[WRITTEN EXERCISE]
Output the lines below as a numbered list, leaving out any blank lines.

>> begin GIVEN RECORDS

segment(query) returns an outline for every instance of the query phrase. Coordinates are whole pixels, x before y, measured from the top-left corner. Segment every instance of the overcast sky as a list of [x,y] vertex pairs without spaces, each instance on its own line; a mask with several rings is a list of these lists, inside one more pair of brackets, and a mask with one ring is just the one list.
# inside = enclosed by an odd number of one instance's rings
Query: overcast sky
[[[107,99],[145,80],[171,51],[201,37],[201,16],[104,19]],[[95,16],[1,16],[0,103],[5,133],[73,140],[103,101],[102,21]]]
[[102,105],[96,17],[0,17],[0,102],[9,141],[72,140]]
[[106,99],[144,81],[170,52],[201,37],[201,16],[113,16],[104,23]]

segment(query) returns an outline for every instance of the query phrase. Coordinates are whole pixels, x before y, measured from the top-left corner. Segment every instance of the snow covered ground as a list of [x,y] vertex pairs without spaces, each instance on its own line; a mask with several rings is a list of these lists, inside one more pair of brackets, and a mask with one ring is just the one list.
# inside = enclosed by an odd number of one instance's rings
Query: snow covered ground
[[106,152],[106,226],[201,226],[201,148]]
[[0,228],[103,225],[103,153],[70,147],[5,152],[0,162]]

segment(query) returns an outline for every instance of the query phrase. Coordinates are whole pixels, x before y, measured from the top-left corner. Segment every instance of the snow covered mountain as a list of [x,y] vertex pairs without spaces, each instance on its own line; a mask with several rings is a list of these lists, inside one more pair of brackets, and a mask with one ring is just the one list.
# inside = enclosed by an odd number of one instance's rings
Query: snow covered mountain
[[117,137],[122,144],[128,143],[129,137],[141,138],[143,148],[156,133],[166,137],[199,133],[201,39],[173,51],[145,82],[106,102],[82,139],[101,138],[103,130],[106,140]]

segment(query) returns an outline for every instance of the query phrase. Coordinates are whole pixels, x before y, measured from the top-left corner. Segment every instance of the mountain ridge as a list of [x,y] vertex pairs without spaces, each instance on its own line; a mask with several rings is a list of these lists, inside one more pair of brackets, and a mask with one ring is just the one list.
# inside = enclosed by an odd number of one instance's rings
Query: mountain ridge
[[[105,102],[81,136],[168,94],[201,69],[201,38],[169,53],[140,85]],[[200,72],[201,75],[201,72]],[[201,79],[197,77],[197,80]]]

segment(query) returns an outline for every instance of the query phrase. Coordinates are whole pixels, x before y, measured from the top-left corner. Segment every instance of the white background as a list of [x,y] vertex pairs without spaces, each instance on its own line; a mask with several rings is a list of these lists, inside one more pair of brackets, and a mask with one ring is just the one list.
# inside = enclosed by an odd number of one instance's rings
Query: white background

>> end GIVEN RECORDS

[CORRECT RESPONSE]
1. segment(query) returns an outline for every instance of the query phrase. Coordinates are whole pixels, x before y, measured from the top-left corner. Segment every instance of the overcast sky as a list of [x,y] vertex pairs without spaces, each instance on its own line; a mask with several rings is a list of these lists, inside one more pair of brackets, and a mask with one ring is just the one list.
2. # inside = enclosed by an odd number of one instance's rings
3. Query: overcast sky
4. [[[107,99],[145,80],[171,51],[201,37],[201,16],[104,19]],[[95,16],[1,16],[0,103],[5,133],[73,140],[103,101],[102,21]]]
5. [[102,105],[96,17],[0,17],[0,102],[9,141],[72,140]]
6. [[106,99],[144,81],[170,52],[201,37],[201,16],[113,16],[104,23]]
7. segment(query) returns an outline for every instance of the query phrase. Coordinates are whole pixels, x before y, measured from the top-left corner. Segment every instance of the snow covered ground as a list of [x,y] vertex pairs without spaces, each instance on its own line; a mask with several rings is a list of these lists, inside one more pair of brackets, and a mask with one ring is just the one list.
8. # inside = enclosed by an odd number of one instance's rings
9. Query: snow covered ground
10. [[106,152],[106,226],[201,226],[201,148]]
11. [[0,228],[103,225],[103,153],[70,147],[5,152],[0,162]]
12. segment(query) returns an outline for every instance of the query phrase. Coordinates are whole pixels, x before y, measured from the top-left corner. Segment every instance of the snow covered mountain as a list of [x,y] vertex pairs without spaces, each instance on its own line; a mask with several rings is a list of these lists, inside one more pair of brackets, and a mask with one ring is just the one list.
13. # inside = enclosed by an odd number of one instance's rings
14. Query: snow covered mountain
15. [[117,137],[122,144],[128,143],[129,137],[141,138],[143,148],[156,133],[166,137],[199,133],[201,39],[173,51],[145,82],[106,102],[82,139],[101,138],[103,130],[106,140]]
16. segment(query) returns an outline for every instance of the query phrase. Coordinates are whole pixels, x before y, measured from the top-left corner. Segment every instance of the mountain ridge as a list of [x,y] vertex pairs without spaces, each instance on its own line; a mask with several rings is a list of these lists, inside one more pair of brackets, and a mask with one ring is just the one list.
17. # inside = enclosed by an odd number of one instance's rings
18. Query: mountain ridge
19. [[[105,102],[81,136],[168,94],[201,69],[201,38],[169,53],[140,85]],[[200,72],[201,75],[201,72]],[[201,79],[197,77],[197,80]]]
20. segment(query) returns an outline for every instance of the query phrase. Coordinates are whole pixels, x before y, measured from the top-left corner. Segment every instance of the white background as a list of [x,y] vertex pairs without spaces, each instance on its own line; a mask with several rings is a list of these lists, inside one more pair of brackets, and a mask with one ring is just the one list.
21. # inside = enclosed by an odd number of one instance's rings
22. Query: white background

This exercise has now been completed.